━━ STUDY TEXT ━━

The ambulance makes it to Paris with little trouble, and Abel's friends are happy to see him, but the feeling isn't mutual. He doesn't care for their excuses for the delays. He stuck his neck out for them in the past. Couldn't they do the same. After a rare display of temper, he stalks off in disgust, Stark still trailing behind. Initially uncertain about his driver, Abel is warming toward the one person who was willing to take a risk for him. Stark likes Abel, too, offering him a spare room in his apartment building. Unfortunately, Abel has to turn his boys over to a retired sea captain who was a friend of his father.
As the investigators slowly follow the trail north, it looks like Liliane is being interrogated, too. But it's only a rehearsal for a play as Stark drops by to renew their acquaintance. They look like a promising couple, a vindication of both character's spontaneity. Meanwhile, Abel is going a little stir crazy in the apartment. Stark gets him some fake papers so he can walk the streets, but Abel declines his offer of a criminal partnership. The tragic irony of the film is that while a surrogate family of Stark and Liliane seems to be growing around Abel's truncated family, and while he burns bridges to those who weren't willing to risk anything for him, Abel is sadly reluctant to build closer ties to his new friends because he doesn't want to risk losing them the way he did Therese and Raymond earlier. As his world constricts from the sweeping scope of the exhilarating early sequences to his self-entrapment in a succession of small rooms, Abel Davos is figuratively dwindling away until he says, "Abel is gone. There's nothing left." Finally, as the nets close in on Stark no matter what Abel does, and after a halfhearted stab at vengeance on his former cronies, Abel literally disappears into a crowd (in a scene that reminded me, of all things, of the end of Sam Raimi's Darkman), leaving the narrator to wrap up the story.

━━━
━━ PROVIDED RECORDS ━━

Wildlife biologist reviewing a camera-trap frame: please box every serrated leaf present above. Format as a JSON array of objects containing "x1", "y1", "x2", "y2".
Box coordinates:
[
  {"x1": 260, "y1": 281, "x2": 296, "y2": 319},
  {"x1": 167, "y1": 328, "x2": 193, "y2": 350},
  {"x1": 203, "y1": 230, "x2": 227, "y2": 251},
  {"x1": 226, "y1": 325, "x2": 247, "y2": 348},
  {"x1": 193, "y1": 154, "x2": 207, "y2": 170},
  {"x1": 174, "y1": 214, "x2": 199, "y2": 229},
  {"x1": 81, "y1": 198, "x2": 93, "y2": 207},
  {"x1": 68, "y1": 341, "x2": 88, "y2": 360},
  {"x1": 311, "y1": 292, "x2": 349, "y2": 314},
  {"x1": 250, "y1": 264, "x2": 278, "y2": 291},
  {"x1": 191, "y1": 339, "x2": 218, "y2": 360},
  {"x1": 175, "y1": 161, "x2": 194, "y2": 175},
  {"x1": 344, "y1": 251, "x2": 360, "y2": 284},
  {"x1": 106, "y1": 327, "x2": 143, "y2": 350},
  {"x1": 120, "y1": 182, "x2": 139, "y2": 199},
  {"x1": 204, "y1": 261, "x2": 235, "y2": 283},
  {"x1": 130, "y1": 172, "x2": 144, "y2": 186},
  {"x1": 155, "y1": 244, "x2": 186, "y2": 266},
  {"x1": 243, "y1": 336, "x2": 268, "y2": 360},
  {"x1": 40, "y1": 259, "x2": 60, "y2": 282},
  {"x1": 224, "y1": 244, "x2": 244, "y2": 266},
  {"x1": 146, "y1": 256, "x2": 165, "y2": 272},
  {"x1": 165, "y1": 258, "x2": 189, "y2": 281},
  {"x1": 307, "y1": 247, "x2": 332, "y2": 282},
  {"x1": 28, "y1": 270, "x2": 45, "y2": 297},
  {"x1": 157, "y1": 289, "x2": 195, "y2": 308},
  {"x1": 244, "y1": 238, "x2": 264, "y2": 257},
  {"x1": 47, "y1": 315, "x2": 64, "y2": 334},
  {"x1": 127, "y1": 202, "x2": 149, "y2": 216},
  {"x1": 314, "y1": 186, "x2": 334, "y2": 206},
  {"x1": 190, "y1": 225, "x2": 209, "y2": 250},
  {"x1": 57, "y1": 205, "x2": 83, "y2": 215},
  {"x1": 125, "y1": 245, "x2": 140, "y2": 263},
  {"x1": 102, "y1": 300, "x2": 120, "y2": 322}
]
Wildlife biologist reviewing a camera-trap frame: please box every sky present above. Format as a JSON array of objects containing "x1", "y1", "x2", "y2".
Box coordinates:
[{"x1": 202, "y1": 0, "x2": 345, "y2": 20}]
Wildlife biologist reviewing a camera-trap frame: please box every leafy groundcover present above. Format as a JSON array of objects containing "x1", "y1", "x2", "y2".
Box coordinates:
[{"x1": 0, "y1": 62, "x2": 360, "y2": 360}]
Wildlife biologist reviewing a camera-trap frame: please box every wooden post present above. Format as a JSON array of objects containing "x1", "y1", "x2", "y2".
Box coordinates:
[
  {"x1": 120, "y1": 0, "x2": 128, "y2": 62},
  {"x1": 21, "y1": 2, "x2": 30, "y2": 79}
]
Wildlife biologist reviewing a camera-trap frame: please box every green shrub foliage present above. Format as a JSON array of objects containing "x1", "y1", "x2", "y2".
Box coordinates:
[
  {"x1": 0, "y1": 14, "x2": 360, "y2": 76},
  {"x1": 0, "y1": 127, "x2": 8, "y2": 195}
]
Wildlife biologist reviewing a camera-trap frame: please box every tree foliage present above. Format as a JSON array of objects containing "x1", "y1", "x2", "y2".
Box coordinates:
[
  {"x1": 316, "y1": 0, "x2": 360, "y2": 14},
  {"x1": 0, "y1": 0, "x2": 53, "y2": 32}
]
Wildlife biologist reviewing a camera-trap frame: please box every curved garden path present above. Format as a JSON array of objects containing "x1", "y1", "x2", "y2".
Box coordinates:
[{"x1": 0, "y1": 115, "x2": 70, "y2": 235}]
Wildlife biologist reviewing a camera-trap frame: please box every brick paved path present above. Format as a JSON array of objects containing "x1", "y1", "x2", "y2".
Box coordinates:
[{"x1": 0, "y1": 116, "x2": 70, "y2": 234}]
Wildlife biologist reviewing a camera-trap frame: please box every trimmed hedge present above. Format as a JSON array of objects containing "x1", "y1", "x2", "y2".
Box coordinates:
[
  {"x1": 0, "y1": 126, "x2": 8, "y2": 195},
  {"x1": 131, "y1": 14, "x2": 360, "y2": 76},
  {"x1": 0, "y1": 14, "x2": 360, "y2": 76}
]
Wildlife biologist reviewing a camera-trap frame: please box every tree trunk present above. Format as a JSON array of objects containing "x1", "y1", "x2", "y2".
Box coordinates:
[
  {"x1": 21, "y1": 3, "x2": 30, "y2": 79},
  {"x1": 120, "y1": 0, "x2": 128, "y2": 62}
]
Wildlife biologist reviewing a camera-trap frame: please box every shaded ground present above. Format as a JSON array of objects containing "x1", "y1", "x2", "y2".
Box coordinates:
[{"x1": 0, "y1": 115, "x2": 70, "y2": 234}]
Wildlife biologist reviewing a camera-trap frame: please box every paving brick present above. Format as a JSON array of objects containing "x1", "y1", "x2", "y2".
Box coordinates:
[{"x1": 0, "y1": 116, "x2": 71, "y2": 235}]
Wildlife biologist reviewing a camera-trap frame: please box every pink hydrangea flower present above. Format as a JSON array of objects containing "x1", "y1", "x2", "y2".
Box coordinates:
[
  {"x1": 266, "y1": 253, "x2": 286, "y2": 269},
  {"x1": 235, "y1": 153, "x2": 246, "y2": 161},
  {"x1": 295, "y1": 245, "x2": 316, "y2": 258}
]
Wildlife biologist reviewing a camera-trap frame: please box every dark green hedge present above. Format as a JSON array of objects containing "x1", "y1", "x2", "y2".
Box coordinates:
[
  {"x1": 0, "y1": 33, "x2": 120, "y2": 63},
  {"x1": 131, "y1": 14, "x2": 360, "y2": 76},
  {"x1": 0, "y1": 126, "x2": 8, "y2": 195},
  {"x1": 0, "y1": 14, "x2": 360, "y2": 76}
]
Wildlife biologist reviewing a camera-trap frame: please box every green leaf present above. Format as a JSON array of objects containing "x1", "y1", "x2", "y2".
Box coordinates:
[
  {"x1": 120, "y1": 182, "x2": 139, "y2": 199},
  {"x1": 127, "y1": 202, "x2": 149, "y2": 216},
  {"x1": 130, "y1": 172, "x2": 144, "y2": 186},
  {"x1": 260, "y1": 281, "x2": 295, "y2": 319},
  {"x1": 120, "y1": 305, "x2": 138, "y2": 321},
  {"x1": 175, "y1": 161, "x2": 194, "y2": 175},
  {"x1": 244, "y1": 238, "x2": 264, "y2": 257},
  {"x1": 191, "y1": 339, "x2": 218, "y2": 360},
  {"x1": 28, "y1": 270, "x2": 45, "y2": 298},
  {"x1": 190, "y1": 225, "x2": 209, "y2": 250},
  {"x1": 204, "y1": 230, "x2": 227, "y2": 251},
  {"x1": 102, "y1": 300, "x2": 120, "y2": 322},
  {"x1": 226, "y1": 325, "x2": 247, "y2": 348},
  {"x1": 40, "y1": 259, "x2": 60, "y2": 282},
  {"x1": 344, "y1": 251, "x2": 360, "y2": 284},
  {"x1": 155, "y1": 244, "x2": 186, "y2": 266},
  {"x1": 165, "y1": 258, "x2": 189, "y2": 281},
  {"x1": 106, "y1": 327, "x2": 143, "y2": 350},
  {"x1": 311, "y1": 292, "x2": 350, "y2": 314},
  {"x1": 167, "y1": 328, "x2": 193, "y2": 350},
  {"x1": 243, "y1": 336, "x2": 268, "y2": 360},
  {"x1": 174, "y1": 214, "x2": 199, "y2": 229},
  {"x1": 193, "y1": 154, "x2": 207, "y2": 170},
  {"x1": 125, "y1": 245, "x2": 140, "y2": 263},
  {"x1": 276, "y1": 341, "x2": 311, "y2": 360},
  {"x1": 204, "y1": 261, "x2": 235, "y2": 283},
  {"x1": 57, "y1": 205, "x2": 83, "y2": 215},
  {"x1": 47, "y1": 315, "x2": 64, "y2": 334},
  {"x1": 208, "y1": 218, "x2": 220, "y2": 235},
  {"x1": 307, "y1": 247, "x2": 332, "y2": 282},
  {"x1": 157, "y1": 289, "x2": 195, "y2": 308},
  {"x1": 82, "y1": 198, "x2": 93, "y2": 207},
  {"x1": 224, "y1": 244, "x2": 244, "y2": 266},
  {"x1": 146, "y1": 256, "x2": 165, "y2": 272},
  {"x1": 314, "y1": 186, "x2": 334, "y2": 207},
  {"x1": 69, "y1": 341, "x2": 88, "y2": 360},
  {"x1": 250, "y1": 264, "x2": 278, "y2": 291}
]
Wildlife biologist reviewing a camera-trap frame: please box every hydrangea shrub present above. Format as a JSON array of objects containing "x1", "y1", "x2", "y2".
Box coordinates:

━━━

- **CHECK YOUR UNDERSTANDING**
1 - In the film review, why is Abel reluctant to grow closer to Stark and Liliane? Answer in one to three sentences.
2 - Pick up the film review after its final sentence and keep writing.

- **RESPONSES**
1 - Abel holds back from closer ties with his new friends because he doesn't want to risk losing them the way he lost Therese and Raymond earlier.

2 -
* * *
There was a time some years ago when I would see the same trailer every time I went to the Spectrum Theater, Albany's outstanding art-house multiplex. It was for a film called Un Coeur en Hiver, which I decided from the evidence must be one of the most boring films ever made. Back then I had no idea who Claude Sautet was, but this was one of his later films, after he had abandoned the crime genre for romantic dramas. Now, having seen Classe Tous Risques, I'd like to see that other movie. If it has any of the vitality and emotional weight of Sautet's debut, I'll offer a quiet apology for my sneering youthful self. The Criterion DVD is a beauty, with lots of crisp location shooting and the kind of urban detail I really enjoy.
But while credit is due the director, and to Jean-Paul Belmondo, who signed up to play Stark just before Godard's Breathless made him an international star, the reason I wanted to see this film was Lino Ventura.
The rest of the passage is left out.